Records to use |
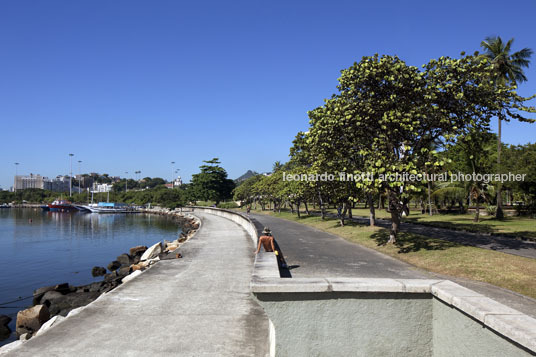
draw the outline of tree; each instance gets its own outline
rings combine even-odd
[[[504,43],[501,37],[487,37],[480,43],[480,46],[486,51],[483,57],[490,60],[493,67],[493,78],[497,83],[502,85],[516,86],[517,83],[525,82],[527,77],[523,68],[527,68],[530,63],[530,56],[533,51],[530,48],[523,48],[520,51],[510,53],[514,39]],[[497,136],[497,169],[501,173],[501,121],[507,120],[505,111],[501,111],[497,116],[498,119],[498,136]],[[498,219],[504,218],[502,210],[501,183],[497,184],[497,211]]]
[[[231,193],[235,187],[234,181],[227,178],[227,171],[219,166],[218,158],[203,161],[206,165],[201,165],[201,172],[192,175],[192,192],[196,200],[220,201],[231,198]]]
[[[311,128],[304,136],[313,169],[370,174],[355,188],[387,193],[390,242],[396,241],[409,198],[420,190],[402,176],[444,165],[430,151],[434,143],[444,146],[470,130],[487,131],[500,108],[533,109],[523,107],[525,98],[511,88],[494,85],[492,69],[476,56],[441,57],[423,67],[396,56],[364,57],[341,71],[339,94],[309,113]],[[348,188],[341,195],[341,187],[335,196],[353,197]]]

Exercise requirements |
Leave the pictures out and transcribe the remaining material exactly.

Answer below |
draw the outline of tree; each instance gets its own outline
rings combine even-odd
[[[504,43],[501,37],[487,37],[480,43],[480,46],[486,51],[483,57],[490,60],[493,67],[493,78],[497,83],[502,85],[516,86],[517,83],[525,82],[527,77],[523,68],[527,68],[530,63],[530,56],[533,51],[530,48],[523,48],[520,51],[510,53],[514,39]],[[497,136],[497,169],[501,173],[501,121],[507,120],[505,111],[501,111],[497,116],[498,119],[498,136]],[[498,219],[504,218],[502,210],[501,183],[497,184],[497,211]]]
[[[231,193],[235,187],[234,181],[227,178],[227,171],[219,166],[218,158],[203,161],[206,165],[201,165],[201,172],[192,175],[192,192],[196,200],[220,201],[231,198]]]
[[[311,128],[304,136],[313,169],[370,174],[355,188],[387,193],[390,242],[396,241],[409,198],[420,190],[402,176],[444,165],[430,151],[434,143],[444,146],[470,130],[487,131],[500,108],[533,109],[523,107],[525,98],[511,88],[494,85],[492,69],[476,56],[441,57],[423,67],[396,56],[364,57],[341,71],[339,94],[309,113]],[[348,188],[341,195],[341,187],[335,196],[353,197]]]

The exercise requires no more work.